Requirement>
Reproduce verbatim the portion of the post on general AI research between "Does the language" and "think I mean.", inclusive.

::: Text excerpt

Would someone familiar with the topic be able to do a top level treatment similar to the recent one on self-help? A survey of the literature, etc.
I am a software engineer, but I don't know much about general artificial intelligence. The AI research I am familiar with is very different from what you are talking about here.
Who is currently leading the field in attempts at providing mathematical models for philosophical concepts? Are there simple models that demonstrate what is meant by computational meta-ethics? Is that a correct search term -- as in a term that I could key into google and get meaningful results? What are the correct search terms? I see lots of weird and varied results when I search on "computational meta-ethics" and "algorithmic epistemology" and other combinations. There is no popular set of references for this (like there would be for psychological terminology) so I don't even have a pop-culture-like values to use to evaluate the meaning of search results.
Does the language above represent the current approach to the problem? In other words, is the process currently employed to try and reduce via linguistic methods human ethical concepts into algorithmic models? That seems incredibly dangerous. Are there other approaches? Can someone detail the known methods that are being used, their most successful implementors, and references to examples?
I have read that intelligence can be viewed as a type of optimization process. There is a set of detailed research around optimization processes (genetic algorithms, etc). Is there AI research in this area? I don't have the language to describe what I think I mean.
I do know that there is very high quality, useful research being done on directed optimization processes. I could sit down with this research, read it, and formulate new research plans to progress it in a very rigorous and detailed way. Much of this stuff is accessible to moderately capable software engineers (Haupt, 2004). I don't see that with general AI because I don't know where to look. A post that helps me know where to look would be great.

::::::
::: Data supplied

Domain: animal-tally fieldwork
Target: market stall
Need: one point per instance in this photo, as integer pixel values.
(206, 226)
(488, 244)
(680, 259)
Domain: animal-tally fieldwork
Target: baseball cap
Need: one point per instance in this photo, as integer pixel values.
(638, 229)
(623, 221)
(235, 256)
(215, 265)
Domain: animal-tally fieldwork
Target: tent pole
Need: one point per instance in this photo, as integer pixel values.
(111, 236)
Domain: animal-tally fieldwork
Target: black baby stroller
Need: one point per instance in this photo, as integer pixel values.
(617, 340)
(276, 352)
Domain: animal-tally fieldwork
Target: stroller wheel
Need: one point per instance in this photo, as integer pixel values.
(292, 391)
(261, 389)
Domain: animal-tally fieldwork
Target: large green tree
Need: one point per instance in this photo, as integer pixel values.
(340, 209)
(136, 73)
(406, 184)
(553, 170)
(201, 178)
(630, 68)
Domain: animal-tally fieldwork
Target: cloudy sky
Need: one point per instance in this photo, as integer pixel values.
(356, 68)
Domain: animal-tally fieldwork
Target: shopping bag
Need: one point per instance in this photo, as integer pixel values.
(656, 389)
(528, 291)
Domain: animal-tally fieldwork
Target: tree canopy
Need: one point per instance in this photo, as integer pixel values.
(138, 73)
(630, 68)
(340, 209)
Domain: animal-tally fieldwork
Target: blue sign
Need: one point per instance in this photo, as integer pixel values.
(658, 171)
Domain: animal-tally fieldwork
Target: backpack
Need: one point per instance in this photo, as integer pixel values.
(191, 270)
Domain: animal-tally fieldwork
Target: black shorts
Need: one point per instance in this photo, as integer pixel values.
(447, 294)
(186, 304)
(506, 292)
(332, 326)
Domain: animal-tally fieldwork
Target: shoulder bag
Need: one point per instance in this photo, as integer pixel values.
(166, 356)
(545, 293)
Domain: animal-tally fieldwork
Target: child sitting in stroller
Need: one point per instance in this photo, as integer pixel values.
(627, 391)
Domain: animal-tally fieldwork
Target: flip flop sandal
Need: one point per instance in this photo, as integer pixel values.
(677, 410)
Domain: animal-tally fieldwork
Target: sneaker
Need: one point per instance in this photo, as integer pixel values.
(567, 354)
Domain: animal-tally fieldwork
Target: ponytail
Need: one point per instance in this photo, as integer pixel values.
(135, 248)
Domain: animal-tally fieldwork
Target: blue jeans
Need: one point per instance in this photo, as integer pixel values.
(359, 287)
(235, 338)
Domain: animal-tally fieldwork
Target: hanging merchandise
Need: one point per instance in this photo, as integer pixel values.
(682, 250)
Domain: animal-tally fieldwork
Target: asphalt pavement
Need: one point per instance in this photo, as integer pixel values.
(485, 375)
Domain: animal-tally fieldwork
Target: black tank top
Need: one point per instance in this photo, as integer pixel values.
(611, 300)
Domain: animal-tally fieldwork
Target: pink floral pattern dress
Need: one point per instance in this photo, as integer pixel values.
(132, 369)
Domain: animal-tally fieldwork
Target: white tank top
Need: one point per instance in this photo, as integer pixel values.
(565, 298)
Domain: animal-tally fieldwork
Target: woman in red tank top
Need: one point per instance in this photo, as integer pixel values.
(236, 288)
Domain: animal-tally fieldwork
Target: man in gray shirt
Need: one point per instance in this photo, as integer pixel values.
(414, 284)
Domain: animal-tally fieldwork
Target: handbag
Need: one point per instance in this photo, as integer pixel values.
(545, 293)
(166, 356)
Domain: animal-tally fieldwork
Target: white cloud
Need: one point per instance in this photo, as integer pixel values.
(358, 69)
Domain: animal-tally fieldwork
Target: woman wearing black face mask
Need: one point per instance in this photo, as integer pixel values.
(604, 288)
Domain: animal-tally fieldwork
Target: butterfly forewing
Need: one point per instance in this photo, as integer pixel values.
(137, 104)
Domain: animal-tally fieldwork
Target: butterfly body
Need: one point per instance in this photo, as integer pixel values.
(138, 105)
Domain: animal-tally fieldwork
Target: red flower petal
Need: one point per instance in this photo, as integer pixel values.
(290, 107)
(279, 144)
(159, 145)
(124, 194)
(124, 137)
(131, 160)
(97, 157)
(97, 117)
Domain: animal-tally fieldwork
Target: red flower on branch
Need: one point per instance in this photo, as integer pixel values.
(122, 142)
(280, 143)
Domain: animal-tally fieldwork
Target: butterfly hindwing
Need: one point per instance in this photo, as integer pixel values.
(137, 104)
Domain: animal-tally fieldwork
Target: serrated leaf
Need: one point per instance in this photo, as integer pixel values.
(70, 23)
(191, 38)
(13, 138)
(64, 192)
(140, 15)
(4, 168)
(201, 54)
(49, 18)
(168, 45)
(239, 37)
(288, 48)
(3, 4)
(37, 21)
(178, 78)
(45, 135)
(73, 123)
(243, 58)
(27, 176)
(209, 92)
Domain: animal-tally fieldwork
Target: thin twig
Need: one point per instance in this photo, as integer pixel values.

::::::

Solution to the problem>
Does the language above represent the current approach to the problem? In other words, is the process currently employed to try and reduce via linguistic methods human ethical concepts into algorithmic models? That seems incredibly dangerous. Are there other approaches? Can someone detail the known methods that are being used, their most successful implementors, and references to examples?
I have read that intelligence can be viewed as a type of optimization process. There is a set of detailed research around optimization processes (genetic algorithms, etc). Is there AI research in this area? I don't have the language to describe what I think I mean.